### EXCERPT ###

The traditional TC formula is modified to make it more accessible and appropriate to MICA offenders who present greater developmental issues. Key elements of the program include group therapy, individual therapy, monitoring of mental health, and medication management. These elements are linked to recovery stages in four phases:


 

·         Phase 1: Admission and Orientation

·         Phase 2: Primary Treatment

·         Phase 3: Live-in Reentry

·         Phase 4: Live-out Reentry


 

Upon release from custody, members can choose to continue treatment in the community for up to six months in an MTC Aftercare program. The TC–oriented aftercare program is a 20-bed program located at Independence House, which is a community corrections facility. MICA offenders occupy five apartments (20 beds) in the facility, while the other 10 apartments are for non–MICA offenders. The program helps inmates continue the treatment that began while in prison, including examination and alteration of criminal thinking and behavior, mastering community living and integrating with society, gaining employment, and fostering connections with a larger recovery community. Program activities are directed by trained staff seven days a week, from 8 a.m. to 8 p.m. Program residents attend program activities three to five hours each day for three to seven days per week during the six-month term. Activities revolve around basic skills (such as meal preparation and banking), medication and symptom management, and emotional and behavioral coping.


 

Services available to residents include mental health counseling, medication, and psychiatric services, which are provided by a local mental health center. As residents progress through program stages and demonstrate greater responsibility, they gradually assume greater independence. Supervision still remains high during this transitional period, as offenders meet twice a week with their community corrections officers.

### DATASET ENTRIES ###

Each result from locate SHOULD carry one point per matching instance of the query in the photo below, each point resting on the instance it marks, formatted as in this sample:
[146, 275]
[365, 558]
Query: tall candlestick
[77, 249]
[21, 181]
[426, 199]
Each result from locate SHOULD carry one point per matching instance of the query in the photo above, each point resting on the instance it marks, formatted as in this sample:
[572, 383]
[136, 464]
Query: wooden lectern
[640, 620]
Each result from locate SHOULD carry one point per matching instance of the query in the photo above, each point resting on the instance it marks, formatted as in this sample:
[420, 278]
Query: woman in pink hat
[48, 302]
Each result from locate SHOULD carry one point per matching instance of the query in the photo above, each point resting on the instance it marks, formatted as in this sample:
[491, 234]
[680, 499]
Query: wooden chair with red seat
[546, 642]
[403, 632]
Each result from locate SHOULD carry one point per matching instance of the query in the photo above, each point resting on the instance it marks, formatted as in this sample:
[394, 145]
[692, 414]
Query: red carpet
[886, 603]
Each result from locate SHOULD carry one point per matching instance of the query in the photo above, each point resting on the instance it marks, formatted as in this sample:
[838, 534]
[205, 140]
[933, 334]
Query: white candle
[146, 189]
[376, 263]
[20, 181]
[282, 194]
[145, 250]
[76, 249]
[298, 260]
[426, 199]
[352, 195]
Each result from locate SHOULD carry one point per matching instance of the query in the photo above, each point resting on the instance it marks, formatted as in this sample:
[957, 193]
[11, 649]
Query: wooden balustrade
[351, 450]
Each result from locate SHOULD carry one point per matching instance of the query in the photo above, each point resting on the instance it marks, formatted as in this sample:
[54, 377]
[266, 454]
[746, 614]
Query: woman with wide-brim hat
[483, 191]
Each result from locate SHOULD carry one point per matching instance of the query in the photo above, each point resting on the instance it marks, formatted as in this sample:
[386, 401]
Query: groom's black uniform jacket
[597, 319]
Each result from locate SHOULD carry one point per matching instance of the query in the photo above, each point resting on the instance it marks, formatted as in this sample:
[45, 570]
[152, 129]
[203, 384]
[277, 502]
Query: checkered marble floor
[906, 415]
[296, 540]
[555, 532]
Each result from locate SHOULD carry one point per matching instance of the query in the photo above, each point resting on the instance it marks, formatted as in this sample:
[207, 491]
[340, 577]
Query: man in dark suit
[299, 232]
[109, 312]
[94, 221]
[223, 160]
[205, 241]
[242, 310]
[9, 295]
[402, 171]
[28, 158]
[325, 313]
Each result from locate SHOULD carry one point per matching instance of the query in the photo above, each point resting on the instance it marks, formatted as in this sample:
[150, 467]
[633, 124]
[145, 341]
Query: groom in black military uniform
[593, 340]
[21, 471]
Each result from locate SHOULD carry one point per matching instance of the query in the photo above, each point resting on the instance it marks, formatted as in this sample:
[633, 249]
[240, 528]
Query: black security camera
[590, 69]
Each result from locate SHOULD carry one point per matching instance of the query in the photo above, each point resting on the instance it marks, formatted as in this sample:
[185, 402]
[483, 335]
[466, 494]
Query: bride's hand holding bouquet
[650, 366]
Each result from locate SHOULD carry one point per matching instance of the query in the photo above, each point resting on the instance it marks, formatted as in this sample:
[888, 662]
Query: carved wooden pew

###

Reproduce the full text on the MICA offender treatment program from above, word for word.

EXERCISE SOLUTION:
The traditional TC formula is modified to make it more accessible and appropriate to MICA offenders who present greater developmental issues. Key elements of the program include group therapy, individual therapy, monitoring of mental health, and medication management. These elements are linked to recovery stages in four phases:


 

·         Phase 1: Admission and Orientation

·         Phase 2: Primary Treatment

·         Phase 3: Live-in Reentry

·         Phase 4: Live-out Reentry


 

Upon release from custody, members can choose to continue treatment in the community for up to six months in an MTC Aftercare program. The TC–oriented aftercare program is a 20-bed program located at Independence House, which is a community corrections facility. MICA offenders occupy five apartments (20 beds) in the facility, while the other 10 apartments are for non–MICA offenders. The program helps inmates continue the treatment that began while in prison, including examination and alteration of criminal thinking and behavior, mastering community living and integrating with society, gaining employment, and fostering connections with a larger recovery community. Program activities are directed by trained staff seven days a week, from 8 a.m. to 8 p.m. Program residents attend program activities three to five hours each day for three to seven days per week during the six-month term. Activities revolve around basic skills (such as meal preparation and banking), medication and symptom management, and emotional and behavioral coping.


 

Services available to residents include mental health counseling, medication, and psychiatric services, which are provided by a local mental health center. As residents progress through program stages and demonstrate greater responsibility, they gradually assume greater independence. Supervision still remains high during this transitional period, as offenders meet twice a week with their community corrections officers.